Your instructions: List every line of the items below that contains the word "suit", copying each line in full.

Rows:
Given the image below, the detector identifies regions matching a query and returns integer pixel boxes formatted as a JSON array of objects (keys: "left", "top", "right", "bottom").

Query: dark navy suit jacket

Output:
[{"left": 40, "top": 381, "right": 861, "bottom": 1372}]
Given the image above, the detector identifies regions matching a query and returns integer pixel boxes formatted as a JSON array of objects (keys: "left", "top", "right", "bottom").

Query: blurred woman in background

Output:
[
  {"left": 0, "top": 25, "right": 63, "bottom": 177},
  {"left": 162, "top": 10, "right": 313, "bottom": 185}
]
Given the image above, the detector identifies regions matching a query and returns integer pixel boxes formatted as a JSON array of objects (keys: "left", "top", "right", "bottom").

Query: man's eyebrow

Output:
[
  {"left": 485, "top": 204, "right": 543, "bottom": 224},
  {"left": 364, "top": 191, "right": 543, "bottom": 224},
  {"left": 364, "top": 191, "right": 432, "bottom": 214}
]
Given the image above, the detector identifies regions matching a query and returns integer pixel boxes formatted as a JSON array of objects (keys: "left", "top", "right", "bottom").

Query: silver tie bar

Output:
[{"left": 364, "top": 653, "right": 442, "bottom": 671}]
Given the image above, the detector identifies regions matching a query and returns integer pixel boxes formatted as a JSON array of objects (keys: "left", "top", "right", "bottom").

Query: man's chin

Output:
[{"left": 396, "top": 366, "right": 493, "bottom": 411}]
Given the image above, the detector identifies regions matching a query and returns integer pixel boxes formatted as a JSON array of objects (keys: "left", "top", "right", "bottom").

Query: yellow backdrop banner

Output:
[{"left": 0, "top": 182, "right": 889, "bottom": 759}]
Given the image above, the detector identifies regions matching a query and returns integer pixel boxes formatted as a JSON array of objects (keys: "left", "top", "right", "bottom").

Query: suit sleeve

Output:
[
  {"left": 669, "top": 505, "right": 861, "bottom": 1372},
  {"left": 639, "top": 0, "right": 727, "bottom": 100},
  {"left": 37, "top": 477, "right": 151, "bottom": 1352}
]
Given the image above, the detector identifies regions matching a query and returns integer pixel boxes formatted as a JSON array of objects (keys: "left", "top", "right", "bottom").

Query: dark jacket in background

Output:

Result of the task:
Query: dark navy suit jacket
Query: suit sleeve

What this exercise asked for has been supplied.